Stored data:
━━━━━━━━━━━━━━━━━━━━━━━━━━━━━━

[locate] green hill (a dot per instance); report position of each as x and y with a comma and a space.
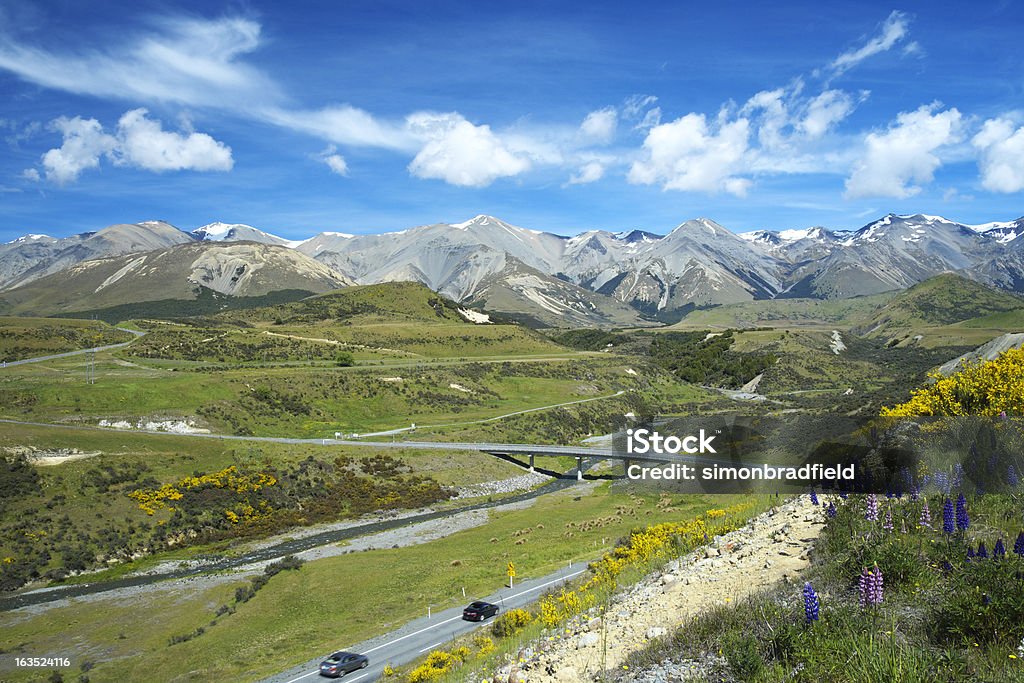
943, 300
388, 302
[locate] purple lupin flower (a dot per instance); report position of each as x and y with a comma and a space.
870, 587
871, 508
963, 520
811, 604
948, 522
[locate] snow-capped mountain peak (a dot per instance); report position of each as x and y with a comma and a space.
219, 231
31, 238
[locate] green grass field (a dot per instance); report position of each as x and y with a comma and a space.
332, 602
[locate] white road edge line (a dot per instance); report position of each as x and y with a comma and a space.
416, 633
410, 635
553, 581
430, 647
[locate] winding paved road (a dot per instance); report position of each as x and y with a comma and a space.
420, 636
40, 358
276, 551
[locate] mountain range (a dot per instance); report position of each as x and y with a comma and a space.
594, 278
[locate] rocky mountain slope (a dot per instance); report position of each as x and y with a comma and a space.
597, 278
178, 272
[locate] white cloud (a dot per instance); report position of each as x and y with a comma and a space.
640, 109
824, 111
904, 154
186, 60
460, 153
142, 142
774, 117
346, 125
589, 172
894, 29
1000, 151
84, 143
689, 155
138, 141
334, 161
599, 126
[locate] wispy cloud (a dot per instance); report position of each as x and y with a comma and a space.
898, 161
893, 30
184, 60
1000, 144
138, 141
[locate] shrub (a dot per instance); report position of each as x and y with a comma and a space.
511, 623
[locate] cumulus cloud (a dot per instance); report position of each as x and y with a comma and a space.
904, 154
461, 153
138, 141
143, 142
347, 125
84, 143
599, 126
893, 30
773, 114
334, 161
689, 154
589, 172
824, 111
1000, 150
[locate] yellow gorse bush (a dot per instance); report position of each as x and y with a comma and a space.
151, 500
642, 547
979, 388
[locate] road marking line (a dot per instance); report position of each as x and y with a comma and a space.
429, 628
554, 581
430, 647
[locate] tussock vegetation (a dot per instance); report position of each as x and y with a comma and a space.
700, 358
31, 337
38, 539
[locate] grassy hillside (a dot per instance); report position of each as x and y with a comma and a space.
786, 313
943, 300
31, 337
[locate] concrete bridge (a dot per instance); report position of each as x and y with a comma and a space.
532, 451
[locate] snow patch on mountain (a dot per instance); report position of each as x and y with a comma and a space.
134, 263
474, 316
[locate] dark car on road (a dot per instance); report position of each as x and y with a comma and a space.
479, 610
340, 664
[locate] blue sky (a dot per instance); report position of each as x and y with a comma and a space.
375, 116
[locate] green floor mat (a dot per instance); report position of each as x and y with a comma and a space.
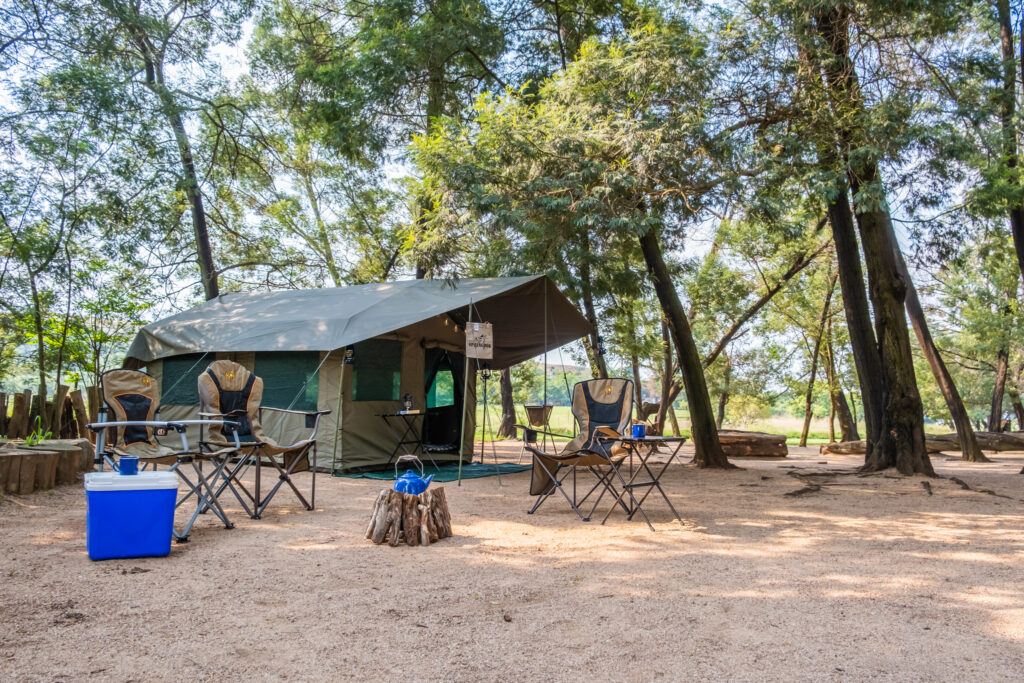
446, 472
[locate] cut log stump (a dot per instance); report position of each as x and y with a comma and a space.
398, 517
737, 443
51, 463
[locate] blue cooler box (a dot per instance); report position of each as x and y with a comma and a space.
130, 515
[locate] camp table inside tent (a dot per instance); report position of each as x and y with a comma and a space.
357, 351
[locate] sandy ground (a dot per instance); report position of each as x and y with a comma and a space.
869, 578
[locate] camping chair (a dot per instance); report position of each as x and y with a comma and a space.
601, 408
133, 398
227, 390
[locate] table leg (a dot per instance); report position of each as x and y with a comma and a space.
657, 479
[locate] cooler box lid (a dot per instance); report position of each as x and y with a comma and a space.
140, 481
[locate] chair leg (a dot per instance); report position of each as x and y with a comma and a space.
557, 484
207, 501
284, 476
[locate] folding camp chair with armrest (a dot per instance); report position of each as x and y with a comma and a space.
133, 398
228, 390
603, 406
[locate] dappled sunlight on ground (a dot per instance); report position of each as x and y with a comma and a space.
854, 580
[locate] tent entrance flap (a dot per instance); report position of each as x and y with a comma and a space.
442, 383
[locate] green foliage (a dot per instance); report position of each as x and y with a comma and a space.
37, 435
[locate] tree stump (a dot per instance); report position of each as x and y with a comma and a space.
52, 463
398, 517
737, 443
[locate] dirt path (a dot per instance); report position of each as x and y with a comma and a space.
866, 578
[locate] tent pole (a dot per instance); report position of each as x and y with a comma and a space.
337, 420
465, 393
545, 401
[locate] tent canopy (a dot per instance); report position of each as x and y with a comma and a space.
325, 319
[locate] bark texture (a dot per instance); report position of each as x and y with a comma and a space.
702, 429
901, 432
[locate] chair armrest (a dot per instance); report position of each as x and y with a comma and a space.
238, 413
177, 425
315, 415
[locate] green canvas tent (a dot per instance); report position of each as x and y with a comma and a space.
402, 338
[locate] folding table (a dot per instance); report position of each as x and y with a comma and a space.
642, 449
411, 436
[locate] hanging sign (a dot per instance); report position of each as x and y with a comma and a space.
480, 340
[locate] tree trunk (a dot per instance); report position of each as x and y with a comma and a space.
962, 422
208, 272
901, 434
323, 241
723, 398
506, 428
702, 430
1015, 400
809, 396
435, 108
637, 387
37, 314
673, 420
666, 403
598, 368
847, 423
1008, 102
832, 417
858, 317
995, 413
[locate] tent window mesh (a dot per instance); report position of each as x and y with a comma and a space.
441, 390
284, 373
377, 370
179, 380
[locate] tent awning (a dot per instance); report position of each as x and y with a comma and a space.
330, 318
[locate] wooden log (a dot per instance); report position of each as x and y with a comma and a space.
12, 471
92, 393
737, 443
46, 469
69, 427
19, 415
22, 475
410, 519
69, 465
5, 465
81, 416
380, 520
424, 526
844, 449
394, 518
440, 514
398, 517
388, 522
373, 515
56, 412
426, 499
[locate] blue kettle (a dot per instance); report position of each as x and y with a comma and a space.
411, 482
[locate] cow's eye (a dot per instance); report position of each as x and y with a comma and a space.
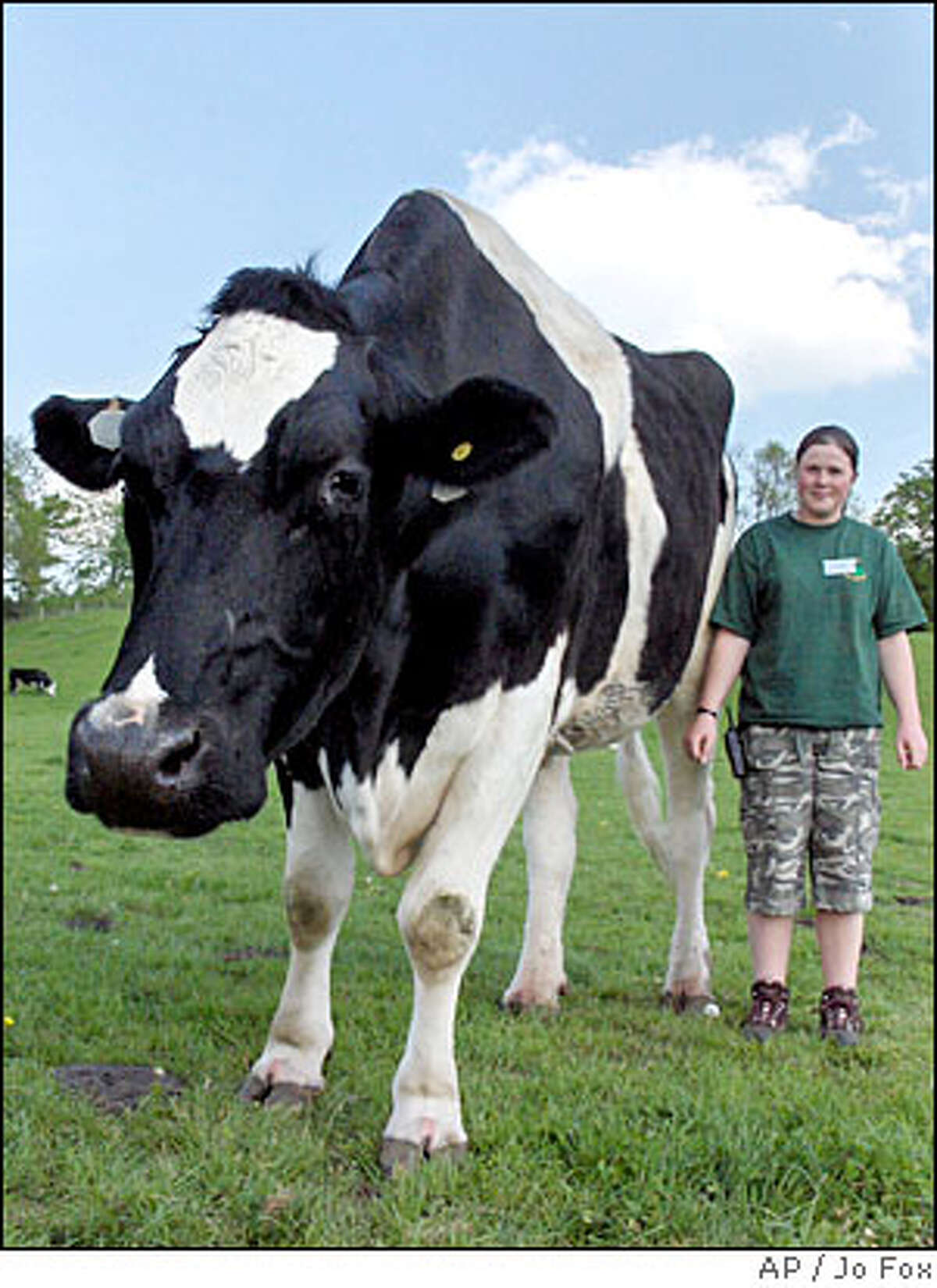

━━━━━━━━━━━━━━━━━━━━━━━━━━━━━━

Exercise directions> Would you set down every line of the data above exactly, skipping the pictures?

Exercise result>
[locate] green hill (a dot per instance); report position of each as x and y with a comma and a space.
943, 300
388, 302
[locate] purple lupin flower (a dot per instance); report position of each as x and y with a comma and a space.
870, 587
871, 508
963, 520
811, 604
948, 522
[locate] snow-capped mountain peak (a dot per instance); report position of each as x and y with a comma and a space.
219, 231
31, 238
[locate] green grass field (a dot per instance); report position of each as x and y with a comma and a space.
332, 602
[locate] white road edge line (a dot per instance); report position of each as x and y with a comma and a space.
416, 633
410, 635
553, 581
430, 647
[locate] winding paved road (a dot per instance); report position of each as x and y with a comma and a space.
420, 636
40, 358
276, 551
[locate] mountain range (a dot per instance); report position of each as x and y with a comma and a space.
594, 278
[locate] rocky mountain slope (a dot per instance); report position of each as x and y with a comma and a space.
597, 278
178, 272
[locate] white cloud (a dot per instance); report position of each as x and y with a comma and a space.
640, 109
824, 111
904, 154
186, 60
460, 153
142, 142
774, 117
346, 125
589, 172
894, 29
1000, 151
84, 143
689, 155
138, 141
334, 161
599, 126
[locate] wispy cloud (a dot per instance); report position of each as x and y with a comma and a space.
898, 161
893, 30
184, 60
1000, 144
138, 141
[locate] shrub (a dot per instance); report position of each as x and y with a comma and a space.
511, 623
[locate] cumulus cloud (a dot per instance); report position of each as x and y with a comma and a space.
904, 154
461, 153
138, 141
143, 142
347, 125
84, 143
599, 126
893, 30
773, 114
334, 161
689, 154
589, 172
824, 111
1000, 150
[locate] yellow gorse bush (a dot per instance); report position of each as x and y with a comma and a space.
151, 500
642, 547
979, 388
[locate] road marking line (a dot per instance); report position of each as x and y with a comma and a space.
429, 628
554, 581
430, 647
[locate] tussock vegetation (a dot per instance); report position of each as x and y with a comma and a space.
700, 358
31, 337
38, 539
[locate] grassy hillside (a dot per instance); report position of each as x and y with a comma and a space.
786, 313
943, 300
31, 337
[locate] concrete bridge (a dot per instance); report position of each as x and y with a comma and a space.
532, 451
[locate] snow patch on mountain (a dot per instance); report position of each as x and y with a comma and a space.
134, 263
474, 316
[locate] dark car on road (a dot per instance); report position of each as x and y with a comma and a space.
479, 610
340, 664
[locate] blue sky (a dot per instance); report position of each as x and y with a comma and a space.
375, 116
[locate] green floor mat (a dot per instance); report position of each as x and y with a comma and a space.
446, 472
[locate] cut log stump (a dot per instance); report position of each as x and y with a comma and a space.
398, 517
737, 443
51, 463
[locate] blue cooler box (a dot per instance); report position of each as x and y with a comma and a space.
130, 515
[locate] camp table inside tent (a dot per instance); report position of each as x and y with a comma and a space.
357, 351
[locate] sandy ground (a dot per instance); report position of each as x and y with a comma and a space.
869, 578
[locate] camping chair (a dot per instance); report position of each as x and y with a comma and a space.
601, 408
133, 398
227, 390
[locate] table leg (a dot per instance); report position of each as x and y with a comma and a space.
657, 479
[locate] cooler box lid (a dot per instance); report position of each as x and y with a comma and a space.
140, 481
[locate] chair leg (a dot per instance); report position of each as x and y with a comma and a space.
557, 484
207, 501
284, 476
[locate] folding camp chair with armrest (a dot per instance); report position of each as x and y with a comma and a space.
133, 398
228, 390
603, 406
[locate] dappled sunlight on ground (a dot per instance); report position of each as x and y with a comma and a space.
854, 580
[locate] tent entrance flap (a dot per instance); report position of each as x and y with a comma and a space.
442, 383
[locate] green foliage (a dot per instance); report position of each as x and y with a comma and a space.
37, 435
[locate] tree stump (a dot per instance); report position of each as x and y with a comma and a space.
52, 463
398, 517
737, 443
[locate] dirt path (a dot per instance); report position of each as x and y with a comma and a space.
866, 578
[locate] tent pole (a dot per instance); report position of each as x and y with a comma and a space.
337, 420
465, 393
545, 401
[locate] tent canopy (a dot per instance); report position of each as x and y with a comma and a space.
325, 319
[locate] bark texture (a dot per instance); report position of each as x and y with a comma and a space.
702, 429
901, 432
[locate] chair armrest (a dot per instance); report position of each as x and y with a comma and a space.
238, 413
177, 425
315, 415
[locate] green canvas tent (a dot per instance); report position of each as x and y with a comma and a space.
402, 338
[locate] folding table (a dot per instance); report position of each as x and y with a comma and a space.
642, 449
411, 436
[locate] hanging sign (a dot per instance); report position of each as x and y with a comma and a space.
480, 340
[locate] tree trunk (a dot per instance); report position of each as x and y with a comma and a space.
962, 422
208, 272
901, 434
323, 241
723, 398
506, 428
702, 430
1015, 400
809, 396
435, 108
637, 387
37, 314
673, 420
666, 403
598, 368
847, 423
1008, 102
832, 417
858, 317
995, 413
[locate] tent window mesh (a dot per instance); report position of each as x and y with a comma and a space.
441, 390
284, 373
377, 370
179, 380
[locate] tent awning (a dot per instance); report position of each as x and y with a comma and a space.
330, 318
[locate] wooden log (a dot per instance); report position of each as x and y with a comma and a space.
12, 471
92, 393
737, 443
46, 469
69, 427
19, 415
22, 475
410, 519
69, 465
5, 465
81, 416
380, 520
424, 526
844, 449
394, 518
440, 514
398, 517
388, 522
373, 515
56, 412
426, 499
[locate] blue kettle (a dot per instance); report position of each as x and y with a comma and a space.
411, 482
[locate] cow's eye (a dot per instance); report position of each as x and y with a comma and a space.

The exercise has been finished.